*** SOURCE TEXT ***

On Thursday night, UNH took on No. 7 BU at the Whittemore Center in an attempt to sweep the three-game season series, but lost, 3-2. The Wildcats (11-2-2) went in as the top-ranked team in the nation, an honor they haven’t had since Jan. 29, 2007, where they were No. 1 for a week.

The loss ended UNH’s unbeaten streak at eight games (7-0-1).

DeSmith exited the contest with a 10-2-2 record, a 1.81 goals-against average, and .940 save percentage. He also has four shutouts, second in the nation.

“It’s exciting [to be No. 1], it’s an absolute honor,’’ said DeSmith. “Not many people get to play for a No. 1-ranked sports team. It’s just a real honor to be on the team.

“BC has been the No. 1 team for a really long time. It’s nice to unseat them even for a little bit.’’

UNH took 3 of a possible 4 points out West when it tied Colorado College and came from behind to beat Denver over Thanksgiving weekend. The Wildcats followed up with a two-game sweep against UMass-Lowell last weekend.

The trip out West, said DeSmith, “was a real momentum-booster for us. It allowed us to get 3 points out there and come back with confidence against UMass-Lowell.”

DeSmith said one reason for the success is the way the team plays defense, allowing just 1.10 goals per game in conference play.

“[The coaches] have really put together a defensive system that works for us, then everyone is buying into the system and what we’re trying to do, and obviously we have a lot of talented defensemen and the forwards are also buying into the system,” he said.

*** INFORMATION PROVIDED ***

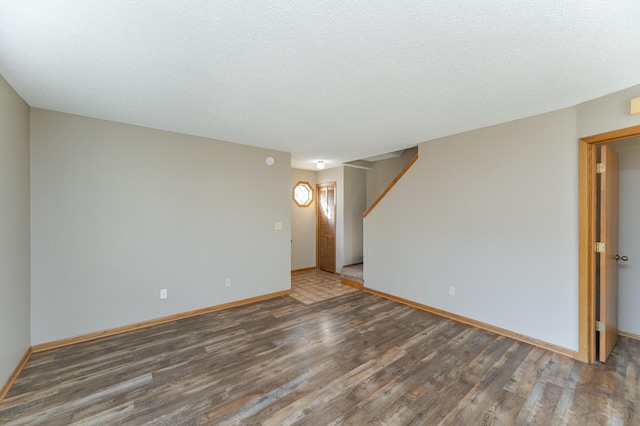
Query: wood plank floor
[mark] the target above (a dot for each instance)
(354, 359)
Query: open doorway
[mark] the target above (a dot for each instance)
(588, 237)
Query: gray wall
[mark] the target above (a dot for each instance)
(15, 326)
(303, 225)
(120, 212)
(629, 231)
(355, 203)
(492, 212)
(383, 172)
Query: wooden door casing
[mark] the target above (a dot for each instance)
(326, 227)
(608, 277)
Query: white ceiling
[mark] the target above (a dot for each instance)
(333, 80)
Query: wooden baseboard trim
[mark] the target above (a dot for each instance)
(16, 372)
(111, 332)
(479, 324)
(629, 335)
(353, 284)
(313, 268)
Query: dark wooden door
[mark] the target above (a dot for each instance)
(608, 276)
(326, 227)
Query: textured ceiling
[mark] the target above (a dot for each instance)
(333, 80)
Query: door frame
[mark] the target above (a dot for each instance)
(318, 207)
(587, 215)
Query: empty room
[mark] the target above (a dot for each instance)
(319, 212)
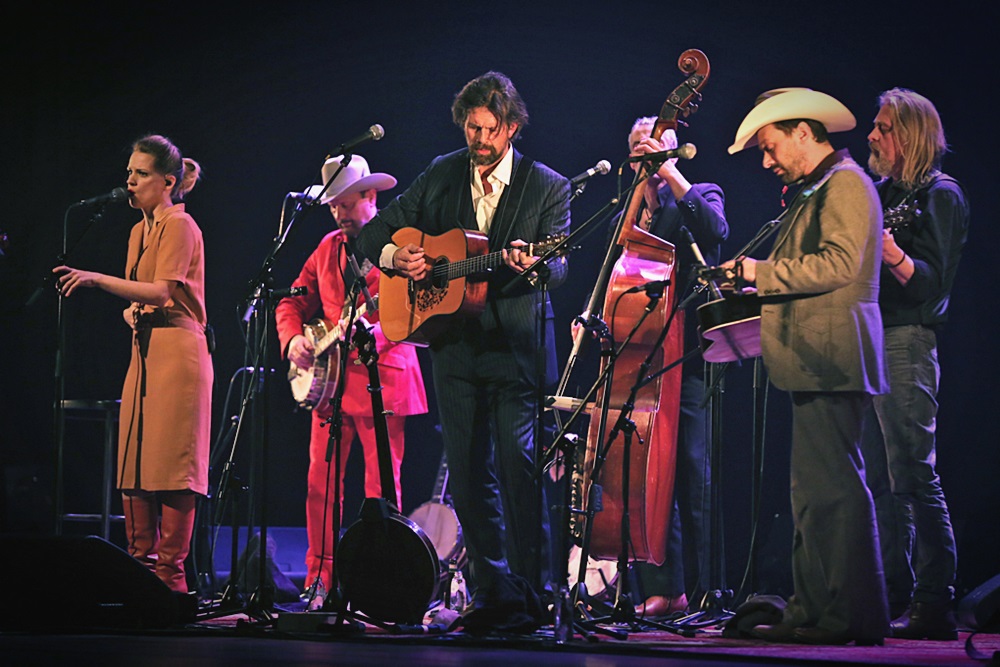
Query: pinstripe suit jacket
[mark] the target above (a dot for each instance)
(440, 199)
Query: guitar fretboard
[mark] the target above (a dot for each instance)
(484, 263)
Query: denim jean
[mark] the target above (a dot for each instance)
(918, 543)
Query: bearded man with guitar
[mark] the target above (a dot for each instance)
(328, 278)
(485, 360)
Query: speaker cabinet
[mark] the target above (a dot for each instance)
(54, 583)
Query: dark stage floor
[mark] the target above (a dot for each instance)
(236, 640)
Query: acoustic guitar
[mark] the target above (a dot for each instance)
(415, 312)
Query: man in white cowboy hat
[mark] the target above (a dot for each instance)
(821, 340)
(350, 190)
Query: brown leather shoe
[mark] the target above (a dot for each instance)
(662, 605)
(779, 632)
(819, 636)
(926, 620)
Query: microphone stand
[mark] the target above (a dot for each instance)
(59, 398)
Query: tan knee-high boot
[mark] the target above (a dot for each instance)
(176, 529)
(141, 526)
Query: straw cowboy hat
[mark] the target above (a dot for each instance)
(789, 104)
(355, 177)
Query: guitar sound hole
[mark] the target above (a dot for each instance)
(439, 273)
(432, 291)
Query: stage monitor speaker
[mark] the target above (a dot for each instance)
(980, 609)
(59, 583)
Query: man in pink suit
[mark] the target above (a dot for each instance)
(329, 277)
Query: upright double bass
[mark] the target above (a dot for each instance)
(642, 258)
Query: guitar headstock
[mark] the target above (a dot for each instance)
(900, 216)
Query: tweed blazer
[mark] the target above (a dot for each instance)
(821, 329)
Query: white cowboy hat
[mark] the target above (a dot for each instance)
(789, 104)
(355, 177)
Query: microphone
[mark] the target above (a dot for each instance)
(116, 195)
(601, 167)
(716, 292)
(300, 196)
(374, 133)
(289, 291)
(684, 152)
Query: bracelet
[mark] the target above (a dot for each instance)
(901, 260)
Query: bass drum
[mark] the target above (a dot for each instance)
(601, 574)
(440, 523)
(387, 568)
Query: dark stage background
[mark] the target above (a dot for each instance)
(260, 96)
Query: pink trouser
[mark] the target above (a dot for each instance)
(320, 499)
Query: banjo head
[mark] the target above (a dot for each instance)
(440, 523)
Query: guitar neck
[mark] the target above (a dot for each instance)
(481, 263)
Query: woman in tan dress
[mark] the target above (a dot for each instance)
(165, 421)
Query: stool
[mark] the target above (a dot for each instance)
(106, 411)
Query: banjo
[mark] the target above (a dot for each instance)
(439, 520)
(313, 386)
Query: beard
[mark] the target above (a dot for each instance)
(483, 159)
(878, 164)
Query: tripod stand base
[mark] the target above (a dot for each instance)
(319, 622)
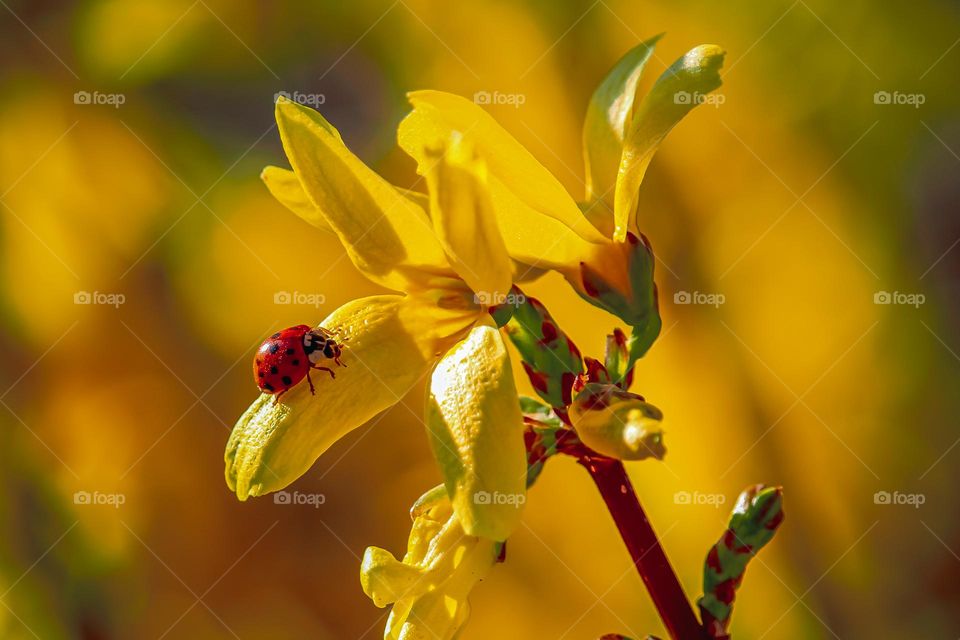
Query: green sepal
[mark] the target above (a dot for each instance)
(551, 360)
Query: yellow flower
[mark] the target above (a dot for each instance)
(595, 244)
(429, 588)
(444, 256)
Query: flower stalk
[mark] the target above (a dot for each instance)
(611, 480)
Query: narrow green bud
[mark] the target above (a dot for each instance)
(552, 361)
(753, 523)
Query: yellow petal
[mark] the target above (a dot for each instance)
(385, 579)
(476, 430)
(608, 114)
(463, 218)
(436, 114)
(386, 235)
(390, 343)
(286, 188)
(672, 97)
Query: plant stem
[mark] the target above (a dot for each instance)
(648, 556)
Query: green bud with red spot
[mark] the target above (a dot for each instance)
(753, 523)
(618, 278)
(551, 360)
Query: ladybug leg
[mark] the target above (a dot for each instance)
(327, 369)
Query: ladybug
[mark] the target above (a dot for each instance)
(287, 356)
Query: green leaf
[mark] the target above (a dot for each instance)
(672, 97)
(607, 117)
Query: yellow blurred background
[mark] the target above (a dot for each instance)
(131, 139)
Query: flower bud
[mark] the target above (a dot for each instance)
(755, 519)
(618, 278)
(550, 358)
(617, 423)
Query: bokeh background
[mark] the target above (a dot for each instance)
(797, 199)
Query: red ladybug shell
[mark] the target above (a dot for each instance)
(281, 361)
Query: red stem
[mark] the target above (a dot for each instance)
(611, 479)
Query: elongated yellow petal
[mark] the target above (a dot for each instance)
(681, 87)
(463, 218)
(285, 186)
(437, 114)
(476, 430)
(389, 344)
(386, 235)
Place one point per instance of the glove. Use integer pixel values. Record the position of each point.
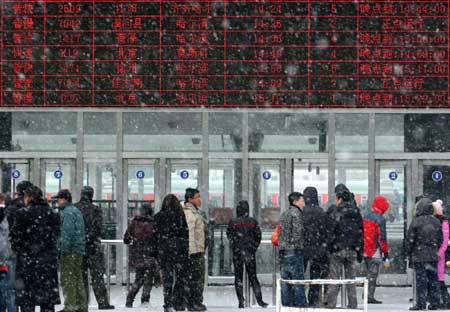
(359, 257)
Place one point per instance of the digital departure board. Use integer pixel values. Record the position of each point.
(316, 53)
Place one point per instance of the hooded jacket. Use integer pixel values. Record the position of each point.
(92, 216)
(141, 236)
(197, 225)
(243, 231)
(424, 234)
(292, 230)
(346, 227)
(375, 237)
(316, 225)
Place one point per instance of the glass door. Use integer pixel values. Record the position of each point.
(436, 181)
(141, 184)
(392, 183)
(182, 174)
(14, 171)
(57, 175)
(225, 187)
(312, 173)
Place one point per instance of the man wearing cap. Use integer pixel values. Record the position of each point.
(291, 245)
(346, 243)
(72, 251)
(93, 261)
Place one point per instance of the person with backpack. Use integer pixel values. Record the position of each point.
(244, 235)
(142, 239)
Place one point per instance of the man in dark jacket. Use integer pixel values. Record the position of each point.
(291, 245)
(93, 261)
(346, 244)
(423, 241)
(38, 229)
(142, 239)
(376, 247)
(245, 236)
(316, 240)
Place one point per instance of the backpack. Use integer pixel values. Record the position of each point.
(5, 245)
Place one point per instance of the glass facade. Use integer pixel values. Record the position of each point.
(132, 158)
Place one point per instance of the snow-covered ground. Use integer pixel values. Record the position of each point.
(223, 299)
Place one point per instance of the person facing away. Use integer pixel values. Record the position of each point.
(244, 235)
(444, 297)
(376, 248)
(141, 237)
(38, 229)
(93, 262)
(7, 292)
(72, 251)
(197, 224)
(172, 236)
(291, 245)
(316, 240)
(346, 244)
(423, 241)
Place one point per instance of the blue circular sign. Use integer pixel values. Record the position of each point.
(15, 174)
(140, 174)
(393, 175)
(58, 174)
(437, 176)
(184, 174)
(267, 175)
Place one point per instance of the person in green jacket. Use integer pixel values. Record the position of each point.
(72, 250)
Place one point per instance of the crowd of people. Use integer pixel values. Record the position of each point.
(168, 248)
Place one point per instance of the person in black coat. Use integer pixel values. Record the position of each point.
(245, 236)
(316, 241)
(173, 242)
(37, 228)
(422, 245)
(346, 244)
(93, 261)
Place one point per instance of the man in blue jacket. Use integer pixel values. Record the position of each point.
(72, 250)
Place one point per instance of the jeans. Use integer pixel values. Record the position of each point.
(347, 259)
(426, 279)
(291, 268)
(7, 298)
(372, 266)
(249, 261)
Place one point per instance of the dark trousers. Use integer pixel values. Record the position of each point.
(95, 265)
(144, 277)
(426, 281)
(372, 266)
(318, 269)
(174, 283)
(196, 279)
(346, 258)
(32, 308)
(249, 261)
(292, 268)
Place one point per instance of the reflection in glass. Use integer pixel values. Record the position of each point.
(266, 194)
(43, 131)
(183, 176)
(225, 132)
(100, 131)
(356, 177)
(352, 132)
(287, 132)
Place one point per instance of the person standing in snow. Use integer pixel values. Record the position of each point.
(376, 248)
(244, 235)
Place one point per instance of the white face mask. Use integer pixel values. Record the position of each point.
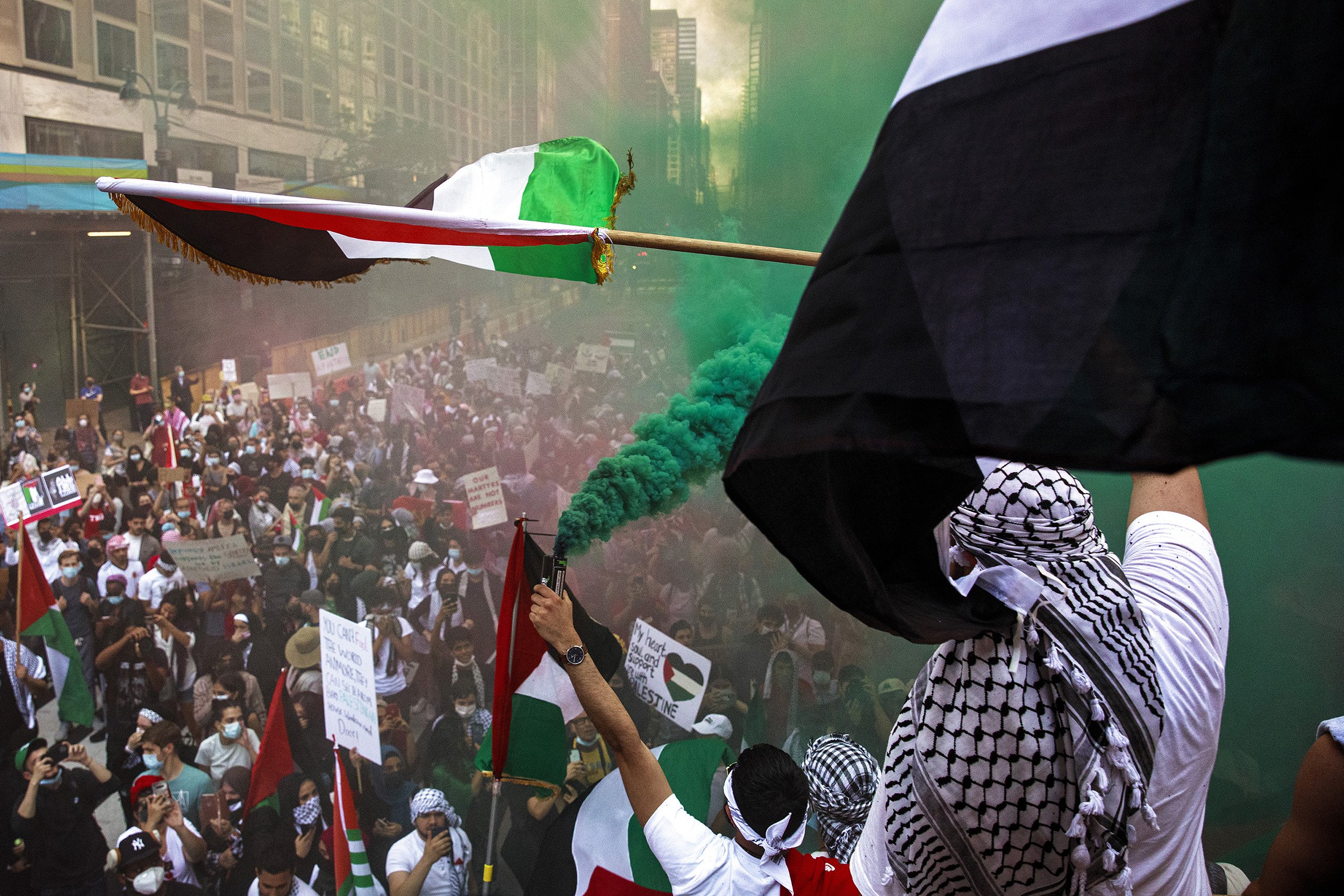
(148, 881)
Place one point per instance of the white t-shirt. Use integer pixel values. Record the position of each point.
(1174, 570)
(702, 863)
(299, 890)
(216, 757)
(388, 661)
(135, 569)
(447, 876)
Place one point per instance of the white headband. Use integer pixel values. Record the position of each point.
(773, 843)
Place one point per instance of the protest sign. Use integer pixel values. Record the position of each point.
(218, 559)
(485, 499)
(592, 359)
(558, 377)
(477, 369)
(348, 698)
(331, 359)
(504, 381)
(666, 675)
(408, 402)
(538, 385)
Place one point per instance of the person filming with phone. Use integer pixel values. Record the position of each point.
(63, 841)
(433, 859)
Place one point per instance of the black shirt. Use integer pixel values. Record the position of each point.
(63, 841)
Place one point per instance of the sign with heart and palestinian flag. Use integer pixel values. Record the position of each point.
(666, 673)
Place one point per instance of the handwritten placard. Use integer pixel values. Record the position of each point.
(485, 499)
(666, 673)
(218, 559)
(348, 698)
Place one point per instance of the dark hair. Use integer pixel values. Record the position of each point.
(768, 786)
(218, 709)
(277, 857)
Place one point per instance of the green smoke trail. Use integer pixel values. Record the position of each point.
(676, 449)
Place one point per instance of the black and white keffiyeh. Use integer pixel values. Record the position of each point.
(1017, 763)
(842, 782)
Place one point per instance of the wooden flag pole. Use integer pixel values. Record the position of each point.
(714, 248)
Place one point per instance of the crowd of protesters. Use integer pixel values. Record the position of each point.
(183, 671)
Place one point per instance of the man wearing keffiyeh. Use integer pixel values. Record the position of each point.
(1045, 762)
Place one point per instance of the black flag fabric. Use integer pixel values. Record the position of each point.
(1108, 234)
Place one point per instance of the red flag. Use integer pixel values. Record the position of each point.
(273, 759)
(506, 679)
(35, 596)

***

EXERCISE TASK
List every statistic the UNH hockey article above gives for DeSmith's season.

THE RESPONSE
- A 10-2-2 record
- A 1.81 goals-against average
- A .940 save percentage
- Four shutouts